Dataset entries
↓

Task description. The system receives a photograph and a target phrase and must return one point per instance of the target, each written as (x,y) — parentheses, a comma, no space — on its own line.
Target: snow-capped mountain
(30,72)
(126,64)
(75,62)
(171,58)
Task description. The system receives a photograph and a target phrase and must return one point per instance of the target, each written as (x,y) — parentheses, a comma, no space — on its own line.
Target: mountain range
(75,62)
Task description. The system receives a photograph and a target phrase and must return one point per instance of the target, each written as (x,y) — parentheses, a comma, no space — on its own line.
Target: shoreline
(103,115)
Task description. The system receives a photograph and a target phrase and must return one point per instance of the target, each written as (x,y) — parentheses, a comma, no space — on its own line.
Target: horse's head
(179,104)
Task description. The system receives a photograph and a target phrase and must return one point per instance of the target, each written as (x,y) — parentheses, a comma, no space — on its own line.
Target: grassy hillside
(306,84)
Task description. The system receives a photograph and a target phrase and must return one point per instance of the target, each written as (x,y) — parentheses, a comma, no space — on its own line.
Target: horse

↑

* Problem to solve
I would like the records restated exactly, with every line intact.

* Solution for this task
Task description. The system receives a photograph and a target phrase and must return one point per instance of the target, each written as (x,y) — parentheses, a comma, no space — on its own line.
Target: snow-capped mountain
(30,72)
(126,64)
(75,62)
(171,58)
Task description. The system receives a photograph and a target phrase and must return one point per instance of the target, each written as (x,y) — parentheses, a comma, no space — on its own line.
Target: mountain range
(75,62)
Task description. The system receives a photograph and a target phrase and must return one point per instance of the target, each written as (x,y) — parentheses, a comma, no space — on its own line.
Target: shoreline
(103,115)
Task description. The system receives a photograph and a target phrase and must return one point per instance of the target, each written as (x,y) — parentheses, a comma, no space — on its own line.
Target: horse's head
(179,104)
Task description. The system receives a photograph and a target phrase and must return one point per instance of the target, each written as (x,y) — parentheses, a comma, no space — on its own line.
Target: grassy hillside
(306,84)
Task description. The system receives a photograph and a target phrase and must return one point per instance of the target, each written as (x,y) — parentheses, a comma, no space — on its own line.
Target: horse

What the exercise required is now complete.